[Records excerpted from a collection]

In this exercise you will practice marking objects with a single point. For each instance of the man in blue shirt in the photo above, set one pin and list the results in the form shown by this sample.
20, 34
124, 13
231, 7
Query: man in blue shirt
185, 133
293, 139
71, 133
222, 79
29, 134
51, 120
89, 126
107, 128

> _WHAT THIS TASK INVOLVES_:
Return every record above, unchanged, line for line and in the same order.

> _WRITTEN RESPONSE_:
In this exercise you will practice marking objects with a single point. For each instance of the man in blue shirt in the photo above, set one pin and list the results in the form shown by this sample.
20, 34
124, 13
231, 7
Query: man in blue shirt
185, 133
293, 139
71, 133
222, 79
29, 134
51, 120
89, 126
107, 128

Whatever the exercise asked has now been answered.